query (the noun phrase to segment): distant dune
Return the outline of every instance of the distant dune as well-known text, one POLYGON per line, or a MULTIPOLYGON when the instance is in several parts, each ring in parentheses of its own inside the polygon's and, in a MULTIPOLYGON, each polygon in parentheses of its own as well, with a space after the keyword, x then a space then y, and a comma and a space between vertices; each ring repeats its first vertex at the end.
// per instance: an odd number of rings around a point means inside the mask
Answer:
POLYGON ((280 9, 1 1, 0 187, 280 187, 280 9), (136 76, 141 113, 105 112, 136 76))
***
[CHALLENGE] Write out every line of the items above as a numbered list, skipping any blank lines.

[ANSWER TO THIS TASK]
1. query (the noun phrase to segment): distant dune
2. Return the outline of every instance of the distant dune as well-known text, one POLYGON per line, or a MULTIPOLYGON when the instance is in several parts, each ring in parentheses of its own inside the polygon's and, in a MULTIPOLYGON, each polygon in parentheses of its own as well, with a space after the keyword, x then a space then y, and a comma and a space between vertices; each ring repeats its first vertex at the end.
3. // per instance: an odd number of rings around a point means inside the mask
4. Answer:
5. POLYGON ((280 9, 1 1, 0 187, 280 187, 280 9), (136 76, 141 113, 105 112, 136 76))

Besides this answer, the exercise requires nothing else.